Exercise prompt. Reproduce the listing verbatim.

# start of Task material

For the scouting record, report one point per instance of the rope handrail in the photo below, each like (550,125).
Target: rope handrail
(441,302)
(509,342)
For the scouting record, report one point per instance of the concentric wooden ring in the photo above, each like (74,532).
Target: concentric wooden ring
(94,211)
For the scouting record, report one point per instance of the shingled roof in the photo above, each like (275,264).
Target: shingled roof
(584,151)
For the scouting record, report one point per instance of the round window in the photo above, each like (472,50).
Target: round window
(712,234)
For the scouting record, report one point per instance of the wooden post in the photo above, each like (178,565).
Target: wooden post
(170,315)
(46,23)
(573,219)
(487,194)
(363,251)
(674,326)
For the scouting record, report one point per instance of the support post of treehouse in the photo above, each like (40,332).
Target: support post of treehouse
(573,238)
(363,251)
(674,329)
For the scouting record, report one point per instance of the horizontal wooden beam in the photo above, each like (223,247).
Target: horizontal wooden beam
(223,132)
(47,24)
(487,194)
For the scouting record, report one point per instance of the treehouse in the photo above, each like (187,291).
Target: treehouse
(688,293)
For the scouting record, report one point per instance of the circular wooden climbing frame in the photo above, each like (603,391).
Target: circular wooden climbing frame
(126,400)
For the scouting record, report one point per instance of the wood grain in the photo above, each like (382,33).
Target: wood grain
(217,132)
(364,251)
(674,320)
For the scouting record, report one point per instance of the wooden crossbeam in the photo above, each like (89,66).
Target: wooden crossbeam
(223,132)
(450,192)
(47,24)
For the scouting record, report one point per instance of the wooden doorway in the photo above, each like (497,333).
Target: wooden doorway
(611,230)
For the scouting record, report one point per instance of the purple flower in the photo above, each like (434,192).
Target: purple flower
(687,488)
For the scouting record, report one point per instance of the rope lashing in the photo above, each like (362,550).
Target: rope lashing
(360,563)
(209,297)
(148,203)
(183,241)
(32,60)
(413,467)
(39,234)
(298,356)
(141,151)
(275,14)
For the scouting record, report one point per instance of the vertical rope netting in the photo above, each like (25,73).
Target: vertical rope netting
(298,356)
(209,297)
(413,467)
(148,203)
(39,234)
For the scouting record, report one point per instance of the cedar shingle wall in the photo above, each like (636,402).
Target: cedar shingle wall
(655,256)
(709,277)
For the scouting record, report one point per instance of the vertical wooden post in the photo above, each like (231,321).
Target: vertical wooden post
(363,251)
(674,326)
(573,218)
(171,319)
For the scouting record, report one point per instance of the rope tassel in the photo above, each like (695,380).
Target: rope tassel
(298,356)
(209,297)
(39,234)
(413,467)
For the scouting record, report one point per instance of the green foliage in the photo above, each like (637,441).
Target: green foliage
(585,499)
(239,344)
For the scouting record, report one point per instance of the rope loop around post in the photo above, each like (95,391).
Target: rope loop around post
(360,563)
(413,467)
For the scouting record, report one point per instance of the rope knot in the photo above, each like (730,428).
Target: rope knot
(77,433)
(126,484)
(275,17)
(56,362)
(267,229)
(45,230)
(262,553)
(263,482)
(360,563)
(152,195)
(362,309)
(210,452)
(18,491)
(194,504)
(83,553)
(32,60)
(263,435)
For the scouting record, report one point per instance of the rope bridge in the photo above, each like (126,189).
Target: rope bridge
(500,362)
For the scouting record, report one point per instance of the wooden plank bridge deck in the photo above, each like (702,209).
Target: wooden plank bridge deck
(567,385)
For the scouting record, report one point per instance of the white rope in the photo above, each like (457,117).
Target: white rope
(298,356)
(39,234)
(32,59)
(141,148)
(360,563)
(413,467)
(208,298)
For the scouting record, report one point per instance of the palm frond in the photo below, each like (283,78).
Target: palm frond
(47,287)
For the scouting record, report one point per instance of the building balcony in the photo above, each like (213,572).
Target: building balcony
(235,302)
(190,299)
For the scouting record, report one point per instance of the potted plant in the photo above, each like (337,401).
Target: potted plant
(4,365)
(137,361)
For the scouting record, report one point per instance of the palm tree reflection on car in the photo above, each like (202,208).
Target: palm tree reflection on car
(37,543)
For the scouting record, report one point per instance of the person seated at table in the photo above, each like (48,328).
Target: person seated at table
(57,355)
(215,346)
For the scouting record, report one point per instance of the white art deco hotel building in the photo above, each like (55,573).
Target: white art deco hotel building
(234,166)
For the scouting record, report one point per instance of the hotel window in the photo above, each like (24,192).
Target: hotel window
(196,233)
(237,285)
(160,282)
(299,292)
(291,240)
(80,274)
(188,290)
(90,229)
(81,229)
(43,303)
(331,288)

# end of Task material

Response to the exercise.
For the scouting record, report one point per instance of the rope handrail in the photo below, each like (550,125).
Target: rope handrail
(441,302)
(509,342)
For the scouting record, report one point per instance of the concentric wooden ring in the photo above, each like (74,532).
Target: concentric wooden ring
(94,211)
For the scouting record, report one point per instance of the shingled roof in the photo above, each like (275,264).
Target: shingled roof
(584,151)
For the scouting record, report one point per instance of the round window in the photo above, each like (472,50).
Target: round window
(712,234)
For the scouting record, report one point per instance of the wooden post in the photo above, each like (178,565).
Target: wooden post
(170,315)
(46,23)
(573,219)
(487,194)
(363,251)
(674,326)
For the scouting record, report one point per instance of the support post of treehouse in the photo above, each like (40,332).
Target: support post of treehouse
(573,238)
(363,251)
(674,329)
For the scouting record, report one point per instance of the horizontal wooden beam in the photo above, each like (223,247).
Target: horizontal wooden beam
(223,132)
(47,24)
(487,194)
For the scouting record, report one point per instance of the treehouse in the photo above, each like (187,291).
Target: treehouse
(688,293)
For the scouting record, report one point per instance of the circular wooden climbing frame in the photo above, each like (603,391).
Target: circular wooden climbing frame
(126,400)
For the scouting record, report one point per instance of the wood grain in the photo above, each like (382,33).
Target: wood grain
(217,132)
(364,251)
(674,320)
For the scouting record, report one point per instance of the wooden crossbeam in the photo above, each like (89,66).
Target: wooden crossbeam
(223,132)
(450,192)
(47,24)
For the scouting record, report one point per instance of the wooden doorway in the photo above, each like (497,333).
Target: wooden doorway
(611,230)
For the scouting record, report one point per instance of the purple flower in the photo above, each like (434,192).
Target: purple flower
(687,488)
For the scouting record, report one point per instance of the rope lashing in the photo above, each like (362,550).
Target: rope lashing
(360,563)
(209,297)
(148,203)
(183,241)
(32,60)
(413,467)
(39,234)
(298,356)
(141,151)
(275,14)
For the scouting record, report one point per instance of the vertical rope netting in the photo above, each like (25,73).
Target: vertical rope netting
(298,356)
(209,297)
(413,467)
(148,203)
(39,234)
For the scouting record, report one point per instance of the cedar shingle wall in the photo above, each like (636,402).
Target: cedar shingle wall
(655,256)
(709,277)
For the scouting record, report one point per instance of the vertical wooden post in the photo above, each like (231,321).
Target: vertical wooden post
(363,251)
(674,326)
(573,218)
(171,319)
For the scouting record, report one point per instance of the rope tassel in the photo above, each like (695,380).
Target: rope tassel
(298,356)
(209,297)
(39,234)
(413,467)
For the scouting record, report one point per instance of the green foliage in the photo above, each like (637,441).
Target: green foliage
(585,499)
(239,344)
For the scouting record, report one point per instance of the rope loop around post in the photo above, each like (95,391).
Target: rope loop around post
(360,563)
(413,467)
For the scouting record, report one point per instance of the rope knot in the photo above, each like (730,428).
Target: rope knot
(77,433)
(126,484)
(275,17)
(56,362)
(267,229)
(45,230)
(262,553)
(263,482)
(360,563)
(152,195)
(362,309)
(210,452)
(18,491)
(194,504)
(83,553)
(32,60)
(263,435)
For the scouting record, report one point per instance of the rope bridge in the photo above, each like (126,189).
Target: rope bridge
(500,362)
For the scouting record, report one point per instance of the wooden plank bridge deck in the photo above, each like (702,209).
Target: wooden plank bridge deck
(567,385)
For the scouting record, report one point per instance of the white rope in the photo above, each like (457,117).
Target: white rope
(298,356)
(39,234)
(32,59)
(141,148)
(360,563)
(413,467)
(208,298)
For the scouting record, report one point per instance of the palm frond in the photo below, each like (283,78).
Target: palm frond
(47,287)
For the scouting record, report one point per instance of the building balcony in the photo above, each like (213,572).
Target: building balcony
(235,302)
(190,299)
For the scouting record, report one point per instance of the potted plant in the photo above, each like (337,401).
Target: potted plant
(4,365)
(137,361)
For the scouting record, report one point per instance of the palm tree reflection on car in the photo above, each like (202,208).
Target: palm tree reflection on car
(37,543)
For the scouting record, report one point per instance of the person seated at table in the photo above, each like (48,328).
Target: person seated at table
(57,355)
(215,346)
For the scouting record, report one point per instance of the white art deco hotel building in the photo above, each like (55,573).
Target: white art deco hotel building
(234,166)
For the scouting record, report one point per instance of the hotel window in the photo above, each like (24,192).
Target: hotel window
(196,233)
(237,285)
(160,282)
(299,292)
(291,240)
(80,274)
(188,290)
(90,229)
(81,229)
(43,303)
(331,288)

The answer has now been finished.